-- Extracted records follows --

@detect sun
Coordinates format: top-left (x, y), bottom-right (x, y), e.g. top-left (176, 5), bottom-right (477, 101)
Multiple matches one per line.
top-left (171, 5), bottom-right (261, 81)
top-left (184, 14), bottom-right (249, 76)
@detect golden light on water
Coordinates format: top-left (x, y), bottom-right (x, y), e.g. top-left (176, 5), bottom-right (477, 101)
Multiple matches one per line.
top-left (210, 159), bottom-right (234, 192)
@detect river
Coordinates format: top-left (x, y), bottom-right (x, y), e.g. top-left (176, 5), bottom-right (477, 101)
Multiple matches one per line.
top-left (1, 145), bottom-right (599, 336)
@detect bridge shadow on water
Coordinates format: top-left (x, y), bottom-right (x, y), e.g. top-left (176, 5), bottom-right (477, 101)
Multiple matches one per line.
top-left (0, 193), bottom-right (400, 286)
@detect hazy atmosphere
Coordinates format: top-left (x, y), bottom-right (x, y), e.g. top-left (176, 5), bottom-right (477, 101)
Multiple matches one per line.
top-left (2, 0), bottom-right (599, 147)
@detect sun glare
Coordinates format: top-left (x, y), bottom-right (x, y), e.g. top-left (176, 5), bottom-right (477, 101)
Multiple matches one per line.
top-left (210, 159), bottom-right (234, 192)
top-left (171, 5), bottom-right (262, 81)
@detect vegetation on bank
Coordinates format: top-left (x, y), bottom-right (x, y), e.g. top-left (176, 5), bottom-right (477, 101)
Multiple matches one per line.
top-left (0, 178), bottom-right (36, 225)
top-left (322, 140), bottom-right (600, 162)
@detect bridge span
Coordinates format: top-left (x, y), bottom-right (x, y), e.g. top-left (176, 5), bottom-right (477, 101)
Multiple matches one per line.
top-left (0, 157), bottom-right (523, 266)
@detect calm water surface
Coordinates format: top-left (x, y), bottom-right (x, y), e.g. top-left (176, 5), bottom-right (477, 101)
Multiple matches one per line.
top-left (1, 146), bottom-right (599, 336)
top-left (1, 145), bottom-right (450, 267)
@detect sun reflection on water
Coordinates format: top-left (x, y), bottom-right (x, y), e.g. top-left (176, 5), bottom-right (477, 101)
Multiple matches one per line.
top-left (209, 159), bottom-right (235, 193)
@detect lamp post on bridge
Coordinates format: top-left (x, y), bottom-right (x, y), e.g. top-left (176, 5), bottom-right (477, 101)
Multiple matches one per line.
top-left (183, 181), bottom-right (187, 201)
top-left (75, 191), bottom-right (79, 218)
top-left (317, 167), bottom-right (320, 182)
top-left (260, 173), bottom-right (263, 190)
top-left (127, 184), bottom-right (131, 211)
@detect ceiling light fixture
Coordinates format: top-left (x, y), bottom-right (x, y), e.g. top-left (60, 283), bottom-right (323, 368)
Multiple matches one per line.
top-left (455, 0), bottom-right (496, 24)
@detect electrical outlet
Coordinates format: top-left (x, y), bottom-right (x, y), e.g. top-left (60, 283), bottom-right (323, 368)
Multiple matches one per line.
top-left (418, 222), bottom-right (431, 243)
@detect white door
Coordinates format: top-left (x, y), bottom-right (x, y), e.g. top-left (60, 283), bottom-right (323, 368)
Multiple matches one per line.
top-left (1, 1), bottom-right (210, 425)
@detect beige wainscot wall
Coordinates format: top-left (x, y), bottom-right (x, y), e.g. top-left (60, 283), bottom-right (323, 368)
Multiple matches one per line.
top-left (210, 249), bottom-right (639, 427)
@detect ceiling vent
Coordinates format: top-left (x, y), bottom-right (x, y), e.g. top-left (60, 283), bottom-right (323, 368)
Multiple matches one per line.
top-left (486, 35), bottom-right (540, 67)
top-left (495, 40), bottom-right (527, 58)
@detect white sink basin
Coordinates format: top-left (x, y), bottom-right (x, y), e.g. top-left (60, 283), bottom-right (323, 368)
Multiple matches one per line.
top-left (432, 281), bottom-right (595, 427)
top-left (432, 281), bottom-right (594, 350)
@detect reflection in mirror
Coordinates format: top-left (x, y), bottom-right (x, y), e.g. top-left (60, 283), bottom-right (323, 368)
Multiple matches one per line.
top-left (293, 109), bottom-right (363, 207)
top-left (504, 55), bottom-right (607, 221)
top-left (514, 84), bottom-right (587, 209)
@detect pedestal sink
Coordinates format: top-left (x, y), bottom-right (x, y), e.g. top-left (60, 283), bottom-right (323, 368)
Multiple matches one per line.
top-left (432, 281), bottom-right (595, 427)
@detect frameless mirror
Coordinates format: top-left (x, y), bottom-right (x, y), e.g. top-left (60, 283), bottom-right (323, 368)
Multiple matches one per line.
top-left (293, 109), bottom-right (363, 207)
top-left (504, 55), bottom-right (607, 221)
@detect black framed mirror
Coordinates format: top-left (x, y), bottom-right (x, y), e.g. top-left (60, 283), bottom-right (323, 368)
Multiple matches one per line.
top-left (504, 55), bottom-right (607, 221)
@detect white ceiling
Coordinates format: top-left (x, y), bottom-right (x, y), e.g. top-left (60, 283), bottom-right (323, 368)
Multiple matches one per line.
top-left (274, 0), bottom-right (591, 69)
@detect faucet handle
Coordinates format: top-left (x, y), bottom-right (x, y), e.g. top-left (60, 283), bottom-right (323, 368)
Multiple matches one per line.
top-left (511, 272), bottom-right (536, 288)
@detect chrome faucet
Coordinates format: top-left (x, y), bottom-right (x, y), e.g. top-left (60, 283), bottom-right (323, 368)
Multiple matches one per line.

-- Extracted records concluded --

> Exercise directions
Write out every record exactly as it appears above.

> Solution for this task
@detect sun
Coordinates format: top-left (x, y), bottom-right (x, y), e.g. top-left (176, 5), bottom-right (477, 101)
Multiple matches one per line.
top-left (171, 5), bottom-right (261, 81)
top-left (184, 14), bottom-right (249, 76)
@detect golden light on water
Coordinates format: top-left (x, y), bottom-right (x, y), e.g. top-left (176, 5), bottom-right (477, 101)
Multiple matches one per line.
top-left (210, 159), bottom-right (234, 192)
@detect river
Coordinates format: top-left (x, y), bottom-right (x, y), e.g. top-left (176, 5), bottom-right (477, 101)
Multiple matches one per line.
top-left (1, 145), bottom-right (599, 336)
@detect bridge shadow on water
Coordinates format: top-left (x, y), bottom-right (x, y), e.g. top-left (176, 5), bottom-right (477, 101)
Multiple matches one per line.
top-left (0, 193), bottom-right (400, 286)
@detect hazy atmosphere
Coordinates format: top-left (x, y), bottom-right (x, y), e.g. top-left (176, 5), bottom-right (477, 101)
Multiple matches one per line.
top-left (2, 0), bottom-right (599, 147)
@detect sun glare
Coordinates format: top-left (x, y), bottom-right (x, y), e.g. top-left (176, 5), bottom-right (477, 101)
Multiple matches one per line.
top-left (210, 159), bottom-right (234, 192)
top-left (171, 5), bottom-right (262, 81)
@detect vegetation on bank
Coordinates format: top-left (x, y), bottom-right (x, y), e.g. top-left (176, 5), bottom-right (477, 101)
Multiple matches one per line.
top-left (0, 178), bottom-right (36, 225)
top-left (322, 140), bottom-right (600, 162)
@detect bridge span
Coordinates format: top-left (x, y), bottom-right (x, y), e.g. top-left (176, 5), bottom-right (477, 101)
Multiple matches one per line.
top-left (0, 157), bottom-right (523, 266)
@detect calm water surface
Coordinates format: top-left (x, y), bottom-right (x, y), e.g. top-left (176, 5), bottom-right (477, 101)
Multiple matches one per line.
top-left (1, 146), bottom-right (599, 336)
top-left (1, 145), bottom-right (450, 267)
@detect sun reflection on water
Coordinates format: top-left (x, y), bottom-right (x, y), e.g. top-left (176, 5), bottom-right (477, 101)
Multiple matches one per line.
top-left (209, 159), bottom-right (235, 193)
@detect lamp post on bridge
Coordinates format: top-left (x, y), bottom-right (x, y), e.g. top-left (176, 5), bottom-right (477, 101)
Multiple matches one per line.
top-left (183, 181), bottom-right (187, 201)
top-left (75, 191), bottom-right (79, 218)
top-left (317, 167), bottom-right (320, 182)
top-left (260, 173), bottom-right (263, 190)
top-left (127, 184), bottom-right (131, 211)
@detect ceiling light fixture
Coordinates format: top-left (x, y), bottom-right (x, y), e.g. top-left (60, 283), bottom-right (323, 368)
Multiple matches one per line.
top-left (455, 0), bottom-right (496, 24)
@detect electrical outlet
Coordinates format: top-left (x, y), bottom-right (x, y), e.g. top-left (60, 283), bottom-right (323, 368)
Multiple matches one per line.
top-left (418, 222), bottom-right (431, 243)
@detect white door
Coordinates format: top-left (x, y), bottom-right (x, y), e.g. top-left (60, 283), bottom-right (323, 368)
Multiple matches one per line.
top-left (1, 1), bottom-right (210, 425)
@detect beige wainscot wall
Coordinates format: top-left (x, y), bottom-right (x, y), e.g. top-left (60, 283), bottom-right (323, 368)
Multiple matches one per line.
top-left (210, 249), bottom-right (639, 427)
@detect ceiling vent
Coordinates format: top-left (x, y), bottom-right (x, y), e.g. top-left (60, 283), bottom-right (323, 368)
Multiple matches one per line.
top-left (486, 35), bottom-right (540, 67)
top-left (495, 40), bottom-right (527, 58)
@detect white sink basin
Coordinates format: top-left (x, y), bottom-right (x, y), e.g. top-left (60, 283), bottom-right (323, 368)
Multiple matches one per line.
top-left (432, 281), bottom-right (595, 427)
top-left (432, 281), bottom-right (594, 350)
@detect reflection in mirror
Coordinates format: top-left (x, y), bottom-right (x, y), e.g. top-left (60, 283), bottom-right (323, 368)
Multiple matches one per line.
top-left (293, 109), bottom-right (363, 207)
top-left (504, 55), bottom-right (607, 221)
top-left (514, 84), bottom-right (587, 209)
@detect pedestal sink
Coordinates format: top-left (x, y), bottom-right (x, y), e.g. top-left (60, 283), bottom-right (323, 368)
Multiple matches one per line.
top-left (432, 281), bottom-right (595, 427)
@detect frameless mirror
Coordinates format: top-left (x, y), bottom-right (x, y), e.g. top-left (60, 283), bottom-right (323, 368)
Multiple matches one per line.
top-left (293, 109), bottom-right (363, 207)
top-left (504, 55), bottom-right (607, 221)
@detect black framed mirror
Coordinates format: top-left (x, y), bottom-right (x, y), e.g. top-left (60, 283), bottom-right (323, 368)
Multiple matches one per line.
top-left (504, 55), bottom-right (607, 221)
@detect white ceiling
Coordinates format: top-left (x, y), bottom-right (x, y), e.g. top-left (60, 283), bottom-right (323, 368)
Multiple matches one per line.
top-left (274, 0), bottom-right (591, 69)
@detect faucet handle
Coordinates format: top-left (x, y), bottom-right (x, y), e.g. top-left (60, 283), bottom-right (323, 368)
Multiple matches one per line.
top-left (511, 272), bottom-right (536, 288)
@detect chrome faucet
Coordinates format: top-left (x, y), bottom-right (x, y), e.g. top-left (60, 283), bottom-right (323, 368)
Multiple matches one per line.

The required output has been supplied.